### Tasks and exercises
1/ Please list every SUVmax value that appears in the passage on HER2 SPECT/CT imaging.
2/ Write a continuation of the passage on HER2 SPECT/CT imaging, starting right after its final sentence.

### Excerpt
Tumor uptake in the primary lesions and metastases of these breast cancer patients showed a wide range of SUVmax (0.35–11.18). Although it was not the primary purpose of this early phase I study, based on these SUVmax, we attempted to identify a cutoff for determining HER2 positivity in SPECT/CT imaging. An SUVmax of 1.5 appeared to be a reasonable point. Using this cutoff, the results of visual interpretation from nuclear medicine doctors and the tumor SUVmax at both 1 h and 2 h post-injection were consistent. Interestingly, Patient BR008 was originally identified to have a HER2-negative tumor based on imaging by visual interpretation at 1 h post-injection, but the tumor was redefined at 2 h post-injection (SUVmax of 1.36 and 1.76, respectively). This suggested not only the utility of the identified cutoff value but also the importance of delayed imaging for the patients with equivocal uptakes.

(Records from a collection)
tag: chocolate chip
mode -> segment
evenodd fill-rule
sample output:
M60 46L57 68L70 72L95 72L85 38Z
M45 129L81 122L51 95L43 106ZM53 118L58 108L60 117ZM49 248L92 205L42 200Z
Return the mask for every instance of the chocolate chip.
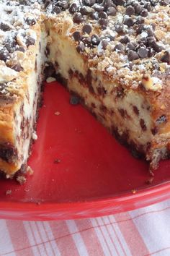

### Answers per task
1/ 0.35, 11.18, 1.5, 1.36, 1.76

2/
Several researchers have discussed the advantages of sdAbs as novel candidates in the development of molecular imaging tracers when compared with full therapeutic antibodies [16]. Based on these distinctive properties, many researchers have labeled various anti-HER2 sdAbs and antibodies with different radionuclides for PET and SPECT imaging, including 89Zr, 64Cu, 68Ga and 111In [23, 24, 39–41]. However, the availability and production costs of these radionuclides may hinder their rapid clinical transformation and popularization. In this situation, 99mTc-labeled sdAbs can be translated into clinical application with more ease, thanking to the ideal properties and popularity of 99mTc radionuclide [42].
Although the relatively small sample size of this study is a potential limitation, this study provided sufficient pilot feasibility data on the optimal imaging time point, radiation dosimetry analysis, biodistribution pattern, and, most importantly, safety of this novel tracer. Moreover, recent advances in targeted radionuclide therapy for HER2-overexpressing tumors using radiolabeled sdAbs displayed impressive results [43, 44]. This sdAb is planned to be studied in larger clinical trials for non-invasive detection of HER2 expression and targeted radionuclide therapy in breast cancer [45, 46].